▶ [PROBLEM DESCRIPTION]:
Return, word for word, only the lines from the one containing "Expected: for each instance of the black trouser" through the last line of the entries.

··· SUPPLIED MATERIAL

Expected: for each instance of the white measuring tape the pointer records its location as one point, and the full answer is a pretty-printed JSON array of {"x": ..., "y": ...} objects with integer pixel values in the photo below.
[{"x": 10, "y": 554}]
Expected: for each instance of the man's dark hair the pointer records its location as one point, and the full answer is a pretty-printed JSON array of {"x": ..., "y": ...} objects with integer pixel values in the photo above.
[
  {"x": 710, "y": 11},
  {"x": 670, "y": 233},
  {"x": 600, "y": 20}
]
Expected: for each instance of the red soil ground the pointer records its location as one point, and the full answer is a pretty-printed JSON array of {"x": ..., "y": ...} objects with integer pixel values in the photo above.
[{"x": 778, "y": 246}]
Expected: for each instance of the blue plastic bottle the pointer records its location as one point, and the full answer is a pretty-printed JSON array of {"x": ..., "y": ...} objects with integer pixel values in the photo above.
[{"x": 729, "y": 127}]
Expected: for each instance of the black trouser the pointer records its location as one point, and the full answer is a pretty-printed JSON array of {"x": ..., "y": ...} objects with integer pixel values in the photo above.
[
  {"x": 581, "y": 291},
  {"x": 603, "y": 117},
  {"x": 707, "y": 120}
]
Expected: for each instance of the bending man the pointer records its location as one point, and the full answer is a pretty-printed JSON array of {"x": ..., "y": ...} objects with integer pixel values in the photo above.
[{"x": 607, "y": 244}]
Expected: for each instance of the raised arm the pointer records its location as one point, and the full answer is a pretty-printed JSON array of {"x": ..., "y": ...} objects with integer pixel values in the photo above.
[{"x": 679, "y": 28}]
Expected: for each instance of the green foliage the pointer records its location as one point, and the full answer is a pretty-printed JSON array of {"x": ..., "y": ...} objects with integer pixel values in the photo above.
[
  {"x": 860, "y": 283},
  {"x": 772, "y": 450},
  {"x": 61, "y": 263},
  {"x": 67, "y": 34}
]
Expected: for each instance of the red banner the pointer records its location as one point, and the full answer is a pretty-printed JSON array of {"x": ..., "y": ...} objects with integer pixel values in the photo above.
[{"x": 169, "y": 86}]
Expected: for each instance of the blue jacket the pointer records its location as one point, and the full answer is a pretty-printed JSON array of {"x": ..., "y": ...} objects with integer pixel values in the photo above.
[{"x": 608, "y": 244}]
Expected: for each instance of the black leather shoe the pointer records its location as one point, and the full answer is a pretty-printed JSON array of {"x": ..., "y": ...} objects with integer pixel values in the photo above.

······

▶ [EXERCISE RESULT]:
Expected: for each instance of the black trouser the pointer records its location as one point, and the full answer is a pretty-printed JSON array of {"x": ..., "y": ...} objects with integer pixel values in the photo above.
[
  {"x": 581, "y": 291},
  {"x": 603, "y": 117},
  {"x": 707, "y": 120}
]
Expected: for each instance of the bending man the pointer records its location as one point, and the full answer is a pretty-printed JSON array of {"x": ..., "y": ...} objects with integer pixel values in the photo above.
[{"x": 607, "y": 244}]
Expected: for each instance of the raised arm the pointer records its location as one point, and the full answer is a pretty-printed JSON array of {"x": ..., "y": ...} objects with integer pixel values in the photo above.
[{"x": 679, "y": 28}]
Expected: for each instance of the green foliage the pointer records its location as one point, and the full answer is a pretty-printed JSON array of {"x": ..., "y": ...} objects with integer pixel values in the photo above.
[
  {"x": 860, "y": 283},
  {"x": 772, "y": 450},
  {"x": 61, "y": 263},
  {"x": 67, "y": 34}
]
Expected: for each instance of the red banner the pointer records its location as one point, and the full answer is a pretty-printed JSON array of {"x": ..., "y": ...} objects with integer pixel values in the photo above.
[{"x": 169, "y": 86}]
Expected: for each instance of the blue jacket the pointer records its location as one point, and the full answer is a pretty-printed JSON array of {"x": ..., "y": ...} objects with integer pixel values in the photo above.
[{"x": 608, "y": 244}]
Expected: for each instance of the black leather shoe the pointer records its location as one point, and the full answer is a pretty-printed JSON array of {"x": ..., "y": ...} objects with integer pixel values in the photo above.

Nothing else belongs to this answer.